INFORMATION GIVEN:

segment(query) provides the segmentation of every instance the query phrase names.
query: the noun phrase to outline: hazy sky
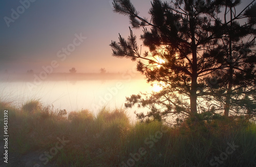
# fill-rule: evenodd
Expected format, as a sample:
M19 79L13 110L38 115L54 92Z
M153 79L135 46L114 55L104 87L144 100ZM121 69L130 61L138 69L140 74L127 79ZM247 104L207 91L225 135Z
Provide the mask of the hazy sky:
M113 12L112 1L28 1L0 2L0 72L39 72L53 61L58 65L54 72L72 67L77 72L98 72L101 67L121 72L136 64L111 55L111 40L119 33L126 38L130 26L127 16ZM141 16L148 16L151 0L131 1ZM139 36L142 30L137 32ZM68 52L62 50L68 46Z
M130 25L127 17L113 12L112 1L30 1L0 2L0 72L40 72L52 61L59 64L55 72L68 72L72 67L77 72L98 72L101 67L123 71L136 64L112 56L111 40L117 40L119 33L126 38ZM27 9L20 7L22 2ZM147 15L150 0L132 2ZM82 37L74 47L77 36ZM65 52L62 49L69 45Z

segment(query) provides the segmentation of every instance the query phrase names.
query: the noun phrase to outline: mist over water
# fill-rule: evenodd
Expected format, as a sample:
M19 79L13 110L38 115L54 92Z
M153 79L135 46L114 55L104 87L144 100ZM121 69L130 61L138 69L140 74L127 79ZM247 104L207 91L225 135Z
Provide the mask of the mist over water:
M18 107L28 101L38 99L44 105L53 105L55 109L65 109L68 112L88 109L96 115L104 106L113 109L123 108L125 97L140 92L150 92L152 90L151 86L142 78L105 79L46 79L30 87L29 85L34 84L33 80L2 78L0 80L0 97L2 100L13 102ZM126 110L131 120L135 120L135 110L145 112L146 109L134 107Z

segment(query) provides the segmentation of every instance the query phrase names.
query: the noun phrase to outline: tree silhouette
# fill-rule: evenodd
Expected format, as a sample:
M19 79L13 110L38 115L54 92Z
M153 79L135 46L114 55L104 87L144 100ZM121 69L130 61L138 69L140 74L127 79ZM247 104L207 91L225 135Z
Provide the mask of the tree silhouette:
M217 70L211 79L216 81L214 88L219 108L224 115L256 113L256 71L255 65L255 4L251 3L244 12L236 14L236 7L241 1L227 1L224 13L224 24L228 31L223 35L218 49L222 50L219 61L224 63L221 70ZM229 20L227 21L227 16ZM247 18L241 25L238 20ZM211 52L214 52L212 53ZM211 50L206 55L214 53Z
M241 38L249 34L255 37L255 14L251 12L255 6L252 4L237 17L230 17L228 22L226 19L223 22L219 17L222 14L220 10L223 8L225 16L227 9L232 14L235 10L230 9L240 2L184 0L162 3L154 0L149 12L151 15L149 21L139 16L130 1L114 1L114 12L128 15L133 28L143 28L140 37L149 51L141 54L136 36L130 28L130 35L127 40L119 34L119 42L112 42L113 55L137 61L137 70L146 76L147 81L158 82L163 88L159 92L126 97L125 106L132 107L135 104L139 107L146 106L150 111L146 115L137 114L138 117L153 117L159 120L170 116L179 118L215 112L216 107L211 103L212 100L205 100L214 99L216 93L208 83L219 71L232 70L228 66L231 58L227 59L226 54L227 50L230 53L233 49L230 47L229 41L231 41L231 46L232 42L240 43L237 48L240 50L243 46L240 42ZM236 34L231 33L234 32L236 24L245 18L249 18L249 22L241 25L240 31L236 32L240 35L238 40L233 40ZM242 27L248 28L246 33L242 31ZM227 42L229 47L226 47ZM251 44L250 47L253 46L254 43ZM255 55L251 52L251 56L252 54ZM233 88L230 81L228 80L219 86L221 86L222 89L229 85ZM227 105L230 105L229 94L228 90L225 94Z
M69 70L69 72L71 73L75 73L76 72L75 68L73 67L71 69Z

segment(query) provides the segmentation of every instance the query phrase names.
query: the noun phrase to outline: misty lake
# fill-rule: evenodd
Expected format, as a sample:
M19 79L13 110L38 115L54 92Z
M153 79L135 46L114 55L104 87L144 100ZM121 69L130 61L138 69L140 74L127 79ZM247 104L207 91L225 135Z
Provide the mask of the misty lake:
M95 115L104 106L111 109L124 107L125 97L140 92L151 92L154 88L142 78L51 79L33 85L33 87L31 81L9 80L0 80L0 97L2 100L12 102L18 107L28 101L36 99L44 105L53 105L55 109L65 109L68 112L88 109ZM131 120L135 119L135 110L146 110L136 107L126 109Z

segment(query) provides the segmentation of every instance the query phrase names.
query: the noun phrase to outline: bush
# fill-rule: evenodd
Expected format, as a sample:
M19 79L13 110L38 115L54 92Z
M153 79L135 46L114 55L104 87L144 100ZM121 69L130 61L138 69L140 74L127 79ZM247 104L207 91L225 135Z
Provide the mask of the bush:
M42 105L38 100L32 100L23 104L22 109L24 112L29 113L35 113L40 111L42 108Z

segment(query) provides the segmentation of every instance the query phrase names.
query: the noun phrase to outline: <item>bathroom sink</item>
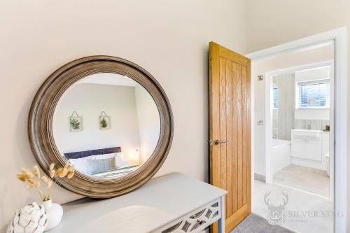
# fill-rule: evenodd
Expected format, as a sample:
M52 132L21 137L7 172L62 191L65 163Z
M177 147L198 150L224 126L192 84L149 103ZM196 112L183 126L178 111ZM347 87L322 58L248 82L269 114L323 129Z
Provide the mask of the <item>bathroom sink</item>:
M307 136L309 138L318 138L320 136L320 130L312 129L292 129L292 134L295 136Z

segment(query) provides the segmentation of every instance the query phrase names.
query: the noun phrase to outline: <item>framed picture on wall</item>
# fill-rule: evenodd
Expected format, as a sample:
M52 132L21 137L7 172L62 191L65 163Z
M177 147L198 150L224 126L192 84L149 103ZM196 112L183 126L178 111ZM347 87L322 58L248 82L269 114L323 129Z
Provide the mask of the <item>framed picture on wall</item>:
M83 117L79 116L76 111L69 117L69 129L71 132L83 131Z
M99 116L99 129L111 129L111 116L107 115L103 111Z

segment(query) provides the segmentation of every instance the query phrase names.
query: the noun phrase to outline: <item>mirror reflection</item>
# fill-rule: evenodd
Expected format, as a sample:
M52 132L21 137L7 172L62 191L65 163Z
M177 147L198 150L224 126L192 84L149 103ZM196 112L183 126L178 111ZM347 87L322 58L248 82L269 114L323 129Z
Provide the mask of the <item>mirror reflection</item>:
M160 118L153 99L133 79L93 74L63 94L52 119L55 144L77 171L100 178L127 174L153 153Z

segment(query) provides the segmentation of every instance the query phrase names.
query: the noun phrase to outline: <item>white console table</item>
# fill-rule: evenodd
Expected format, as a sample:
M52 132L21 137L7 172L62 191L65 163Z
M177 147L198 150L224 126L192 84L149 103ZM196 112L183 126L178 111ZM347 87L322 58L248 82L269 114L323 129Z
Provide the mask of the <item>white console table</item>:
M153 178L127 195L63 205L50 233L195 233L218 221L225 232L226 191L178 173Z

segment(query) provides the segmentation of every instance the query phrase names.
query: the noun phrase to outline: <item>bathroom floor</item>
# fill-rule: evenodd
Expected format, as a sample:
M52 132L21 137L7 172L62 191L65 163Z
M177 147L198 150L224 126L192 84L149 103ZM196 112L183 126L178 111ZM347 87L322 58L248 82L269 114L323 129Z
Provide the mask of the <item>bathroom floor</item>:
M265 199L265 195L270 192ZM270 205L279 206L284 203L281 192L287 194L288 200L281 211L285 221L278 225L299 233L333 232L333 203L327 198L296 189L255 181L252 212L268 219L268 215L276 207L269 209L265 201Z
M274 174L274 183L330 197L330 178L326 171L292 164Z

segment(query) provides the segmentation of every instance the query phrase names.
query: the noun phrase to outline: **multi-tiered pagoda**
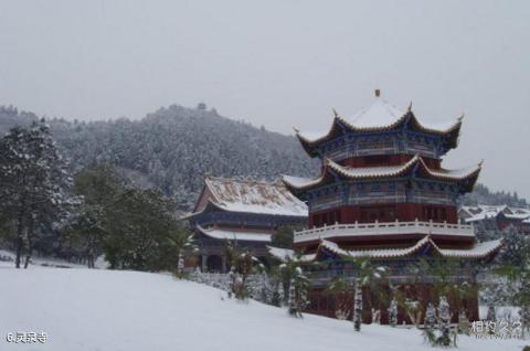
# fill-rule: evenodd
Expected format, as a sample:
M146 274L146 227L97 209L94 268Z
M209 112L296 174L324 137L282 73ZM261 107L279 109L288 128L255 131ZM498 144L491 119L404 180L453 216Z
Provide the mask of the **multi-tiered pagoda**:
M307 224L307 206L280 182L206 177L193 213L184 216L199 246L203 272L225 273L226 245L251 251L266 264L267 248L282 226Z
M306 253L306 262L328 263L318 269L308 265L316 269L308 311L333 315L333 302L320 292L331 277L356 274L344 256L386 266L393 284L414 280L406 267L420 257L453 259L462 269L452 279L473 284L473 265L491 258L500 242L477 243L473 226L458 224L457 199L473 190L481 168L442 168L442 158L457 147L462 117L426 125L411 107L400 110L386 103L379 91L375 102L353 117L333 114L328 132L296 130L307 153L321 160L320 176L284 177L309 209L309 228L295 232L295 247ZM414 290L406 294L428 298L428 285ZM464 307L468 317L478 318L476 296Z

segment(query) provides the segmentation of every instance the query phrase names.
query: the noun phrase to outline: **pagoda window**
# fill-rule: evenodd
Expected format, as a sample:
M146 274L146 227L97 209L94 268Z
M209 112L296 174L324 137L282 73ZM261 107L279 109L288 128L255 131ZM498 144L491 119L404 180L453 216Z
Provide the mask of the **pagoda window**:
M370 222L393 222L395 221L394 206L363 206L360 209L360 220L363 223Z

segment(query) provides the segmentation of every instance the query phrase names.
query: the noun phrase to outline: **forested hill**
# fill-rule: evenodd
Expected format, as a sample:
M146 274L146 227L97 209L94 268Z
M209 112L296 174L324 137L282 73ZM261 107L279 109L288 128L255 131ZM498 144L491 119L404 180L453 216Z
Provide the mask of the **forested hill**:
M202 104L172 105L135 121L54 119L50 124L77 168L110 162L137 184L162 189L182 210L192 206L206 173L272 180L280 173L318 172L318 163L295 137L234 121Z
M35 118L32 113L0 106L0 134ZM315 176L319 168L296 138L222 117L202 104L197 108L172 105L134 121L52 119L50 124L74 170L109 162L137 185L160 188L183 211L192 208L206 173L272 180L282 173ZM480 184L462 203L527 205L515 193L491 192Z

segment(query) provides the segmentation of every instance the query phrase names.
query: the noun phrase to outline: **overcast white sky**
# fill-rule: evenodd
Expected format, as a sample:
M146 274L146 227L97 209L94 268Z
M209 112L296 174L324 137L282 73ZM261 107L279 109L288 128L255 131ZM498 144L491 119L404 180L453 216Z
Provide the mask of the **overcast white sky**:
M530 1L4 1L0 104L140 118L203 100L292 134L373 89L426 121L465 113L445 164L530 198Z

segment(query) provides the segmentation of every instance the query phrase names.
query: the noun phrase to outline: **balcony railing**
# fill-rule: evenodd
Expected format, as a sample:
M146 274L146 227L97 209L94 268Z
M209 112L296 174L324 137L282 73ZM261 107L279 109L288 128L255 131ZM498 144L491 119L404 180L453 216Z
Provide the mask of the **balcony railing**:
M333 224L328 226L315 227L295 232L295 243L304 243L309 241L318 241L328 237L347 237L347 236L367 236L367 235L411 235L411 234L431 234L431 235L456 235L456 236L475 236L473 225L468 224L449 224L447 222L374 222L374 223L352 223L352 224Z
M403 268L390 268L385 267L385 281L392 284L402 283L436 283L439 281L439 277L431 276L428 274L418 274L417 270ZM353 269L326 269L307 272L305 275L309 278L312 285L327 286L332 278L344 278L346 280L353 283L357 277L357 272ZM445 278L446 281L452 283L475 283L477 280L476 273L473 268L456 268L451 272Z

REQUIREMENT: Count the lines above that contain the string "floor", with case counting. Give only the number.

WRITTEN RESPONSE: 2